### SELECTED TEXT
>> begin

We’ve been at Puerto Escondido for a week so it must be time to move on. We stopped in mainly to see some old friends, do some laundry and reprovision. If you remember, we were getting dangerously low on beer when we got here. Matter of fact, we were out!
Last Saturday, there was a cruisers’ potluck brunch at the Hidden Port Yacht Club clubhouse which is now located in the API building instead of on Fonature property. You may remember me doing some bitching about Fonatur back in the fall of 2011 when they raised all their prices and, after ousting the well-loved manager, installing a new no-fun management team. The club used to sponser Sunday cenas which were Sunday afternoon potlucks but Fonatur decided that was too much fun so they outlawed the potlucks on their property. They have continued to make things more and more uncomfortable since then and the yacht club finally decided to move over to the API building where things are more welcoming and laid back.
If you’re not familiar with Mexican yachting, this all may sound like so much gobbledygook to you. Let me try to make it clearer. I’m not going to go to the internet to get all my facts exactly right so, if something I say isn’t 100%, please feel free to politely correct me in the comments section. But this is basically how I understand it.

>> end

### DATA BLOCK

>> begin

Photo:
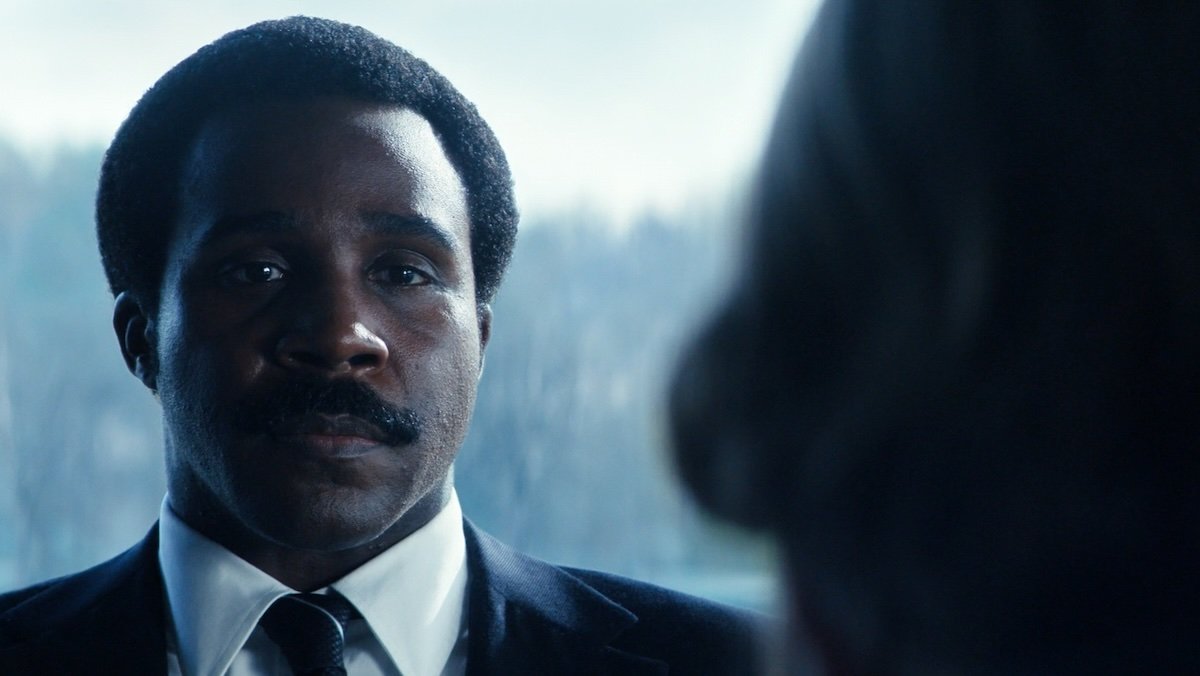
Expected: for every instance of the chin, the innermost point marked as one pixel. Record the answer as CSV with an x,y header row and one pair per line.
x,y
328,524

>> end

### TO DO
(a) According to the Puerto Escondido post, where is the Hidden Port Yacht Club clubhouse now located?
(b) Transcribe the part of the Puerto Escondido post starting with "Last Saturday, there" and going on through "and laid back.".
The material here was taken from a different source than the Puerto Escondido post.

### TASK-BY-TASK OUTPUTS
(a) In the API building.

(b)
Last Saturday, there was a cruisers’ potluck brunch at the Hidden Port Yacht Club clubhouse which is now located in the API building instead of on Fonature property. You may remember me doing some bitching about Fonatur back in the fall of 2011 when they raised all their prices and, after ousting the well-loved manager, installing a new no-fun management team. The club used to sponser Sunday cenas which were Sunday afternoon potlucks but Fonatur decided that was too much fun so they outlawed the potlucks on their property. They have continued to make things more and more uncomfortable since then and the yacht club finally decided to move over to the API building where things are more welcoming and laid back.